### ACTIVITY
Give all of the records again precisely, excluding whatever pictures they contain.
---- DATA RECORDS
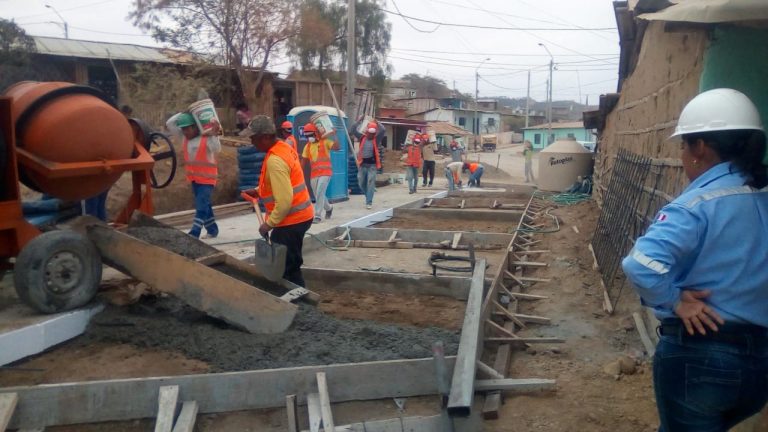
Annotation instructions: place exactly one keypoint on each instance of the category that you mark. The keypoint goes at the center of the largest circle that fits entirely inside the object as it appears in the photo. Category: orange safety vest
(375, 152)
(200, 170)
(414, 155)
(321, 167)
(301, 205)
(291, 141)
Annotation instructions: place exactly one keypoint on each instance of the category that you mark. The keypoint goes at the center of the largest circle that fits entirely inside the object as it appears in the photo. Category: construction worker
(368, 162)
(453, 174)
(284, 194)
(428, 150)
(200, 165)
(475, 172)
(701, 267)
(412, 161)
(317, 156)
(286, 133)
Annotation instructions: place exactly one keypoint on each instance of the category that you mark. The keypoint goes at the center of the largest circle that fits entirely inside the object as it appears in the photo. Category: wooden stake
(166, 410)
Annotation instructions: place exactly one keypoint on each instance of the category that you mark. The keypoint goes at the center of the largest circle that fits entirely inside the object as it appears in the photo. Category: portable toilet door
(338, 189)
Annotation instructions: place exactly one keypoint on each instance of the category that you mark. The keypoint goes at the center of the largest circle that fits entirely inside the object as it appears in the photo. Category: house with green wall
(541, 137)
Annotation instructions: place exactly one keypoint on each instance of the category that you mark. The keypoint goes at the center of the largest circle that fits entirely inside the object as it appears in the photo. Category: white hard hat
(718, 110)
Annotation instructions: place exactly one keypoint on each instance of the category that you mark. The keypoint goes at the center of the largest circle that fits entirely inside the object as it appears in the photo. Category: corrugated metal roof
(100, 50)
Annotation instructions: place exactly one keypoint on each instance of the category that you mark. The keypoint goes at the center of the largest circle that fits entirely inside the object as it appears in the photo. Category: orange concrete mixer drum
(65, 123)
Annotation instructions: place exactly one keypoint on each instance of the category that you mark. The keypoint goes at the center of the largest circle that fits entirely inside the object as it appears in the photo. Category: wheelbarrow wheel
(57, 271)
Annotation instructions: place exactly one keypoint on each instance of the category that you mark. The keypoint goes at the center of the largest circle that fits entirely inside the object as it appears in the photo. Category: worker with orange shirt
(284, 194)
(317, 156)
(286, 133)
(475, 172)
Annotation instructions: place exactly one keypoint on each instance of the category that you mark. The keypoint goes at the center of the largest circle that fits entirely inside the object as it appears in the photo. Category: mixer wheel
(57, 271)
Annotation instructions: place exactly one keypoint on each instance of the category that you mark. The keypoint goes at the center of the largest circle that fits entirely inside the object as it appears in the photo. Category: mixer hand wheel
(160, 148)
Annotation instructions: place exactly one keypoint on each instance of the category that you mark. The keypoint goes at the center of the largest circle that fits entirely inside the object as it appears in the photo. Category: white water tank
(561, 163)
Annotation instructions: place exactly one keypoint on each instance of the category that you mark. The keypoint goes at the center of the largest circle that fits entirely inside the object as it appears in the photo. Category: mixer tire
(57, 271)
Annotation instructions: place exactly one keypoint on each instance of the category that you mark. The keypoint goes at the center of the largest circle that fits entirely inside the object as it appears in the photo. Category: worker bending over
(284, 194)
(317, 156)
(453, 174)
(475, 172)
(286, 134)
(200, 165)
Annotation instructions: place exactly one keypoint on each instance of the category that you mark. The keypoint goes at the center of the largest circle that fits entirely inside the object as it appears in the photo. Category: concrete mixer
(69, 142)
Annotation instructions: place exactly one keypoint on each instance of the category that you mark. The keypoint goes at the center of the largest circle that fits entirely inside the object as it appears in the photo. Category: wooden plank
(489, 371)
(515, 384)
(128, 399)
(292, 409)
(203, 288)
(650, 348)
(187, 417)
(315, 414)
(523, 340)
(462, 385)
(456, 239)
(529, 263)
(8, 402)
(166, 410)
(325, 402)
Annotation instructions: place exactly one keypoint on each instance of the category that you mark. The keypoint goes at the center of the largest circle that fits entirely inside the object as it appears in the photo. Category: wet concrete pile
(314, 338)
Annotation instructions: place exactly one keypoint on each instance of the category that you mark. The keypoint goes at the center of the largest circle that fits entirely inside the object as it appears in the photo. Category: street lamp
--------
### SOLVED PROBLEM
Annotation instructions: place exactly one keypoint on each instance of the category that you mark. The keypoint goes at the center of the largest circle that fits entirely inside the object as it appears in the photo. Category: orange safety vest
(375, 152)
(200, 170)
(414, 155)
(321, 167)
(301, 205)
(291, 141)
Annotation instructions: place exactly one keypoint on each instance of the category that you mark. The keypoint goes at the center of the largest circle that fits entirely inside the object as it appears in the photo. Category: construction worker
(368, 162)
(453, 174)
(284, 194)
(428, 150)
(200, 165)
(475, 172)
(701, 267)
(412, 161)
(317, 156)
(286, 133)
Annotation instructions: place exactly one keypoint on each instance of the category that you mark. The keypoint goes at the center of the largest circle that fits entirely inside the object as it appears in the photo. Category: wooden stake
(166, 410)
Annotation instructions: place exactly one keypoint on each instance of the category that you mark. The keypoint goes at the center of the largest circle that fits entirely inside the object as it appears in the photo. Category: portable toilet door
(338, 189)
Annotation instructions: place exactly one keypoint on each instance of the category that you mark. The keypoint goes at the center of the largest circle that fits entirely inside the object as it appears in the photo. Category: house with green wall
(541, 137)
Annotation instructions: place exactly one keypoint on each instance of the category that you mark. The keypoint goes at the center of the largest circle that fits entirely inside the object as it appears in the photo. Category: white hard hat
(718, 110)
Annotation instructions: place exactly one keypoint on each instance of the category that you mark. The keypoint goes at the center of the largest circle that fits entirely inside the object as it appears in the photo. Category: corrugated metal roof
(100, 50)
Annotation instructions: place exactly one keypoint on each instance of the category that you mark. The keypoint goes at the center of the largest circle that fits entirely inside the object as it appears in the photo. Category: orange concrete mixer drum
(65, 123)
Annotation instructions: place exactly one keypoint on each instance of the category that you mark. The keypoint goes at the center of the largest circle that fits entirely inside the object as it appears in the photo. Category: wheelbarrow wheel
(57, 271)
Annotation instructions: place exactly one keypoint on each instance of the category that you mark. The keypoint goes at the center of the largest circle that fits entirely inside the object as it appears in the photo. Category: worker with orange shirt
(284, 194)
(317, 156)
(286, 133)
(475, 172)
Annotation instructions: place exactly one keypoint on each instance of the category that you mark. The keypoint goes at the center of the largest circle that fits entirely inside the object as it appears in the photo. Category: mixer wheel
(57, 271)
Annotation instructions: place exactly one keypoint on each instance of the category that you mark. The keypoint goes at the center of the largest circle that fits entirely inside the object as it appears in the photo. Category: mixer hand wheel
(160, 148)
Annotation instructions: place exactly one keypoint on each instance of the category that you mark. The keypoint goes at the center of the largest circle that fits entirely inside the object as it appears in the photo. Category: white water tank
(561, 163)
Annotation instructions: place exactly one keypoint on each instance of the category that you mark. The keypoint goes at the center of the largest circle that fits entirely inside the object as it appears in the photo. Category: mixer tire
(57, 271)
Annotation instructions: place exactly one keypoint on each instance of the category that you mark. The keypoint goes at the center of the largest circle that fits entirely inside the object as it appears in the photo. Category: worker bending over
(284, 194)
(317, 156)
(453, 174)
(475, 172)
(286, 134)
(200, 165)
Annotation instructions: place exactly one keypoint on each instance of the category that you mark. The keypoint goes at the center of the largest circle that fits entirely inside the object as it appears in the photo. Category: concrete mixer
(69, 142)
Annotation instructions: place exactly one keypoint on each instance of the category that you mark. The keypoint goes at the center of the largest circle that fits entirely inside the object as it appears in the photo. Category: wooden plank
(489, 371)
(515, 384)
(128, 399)
(292, 409)
(203, 288)
(650, 348)
(187, 417)
(315, 414)
(523, 340)
(462, 385)
(456, 239)
(529, 263)
(8, 402)
(166, 410)
(325, 402)
Annotation instructions: place exactly one keypoint on each instance of the category that you mark. The keypoint goes at the center of the largest circle that fits entirely inside the object as it appears in the photo. Category: wet concrete pile
(314, 338)
Annotation instructions: place exactly one keypoint on each instance of the category that you mark. The keypoint goes at the center of the largest circle that fits entirely inside the object as it appears in the photo. Category: street lamp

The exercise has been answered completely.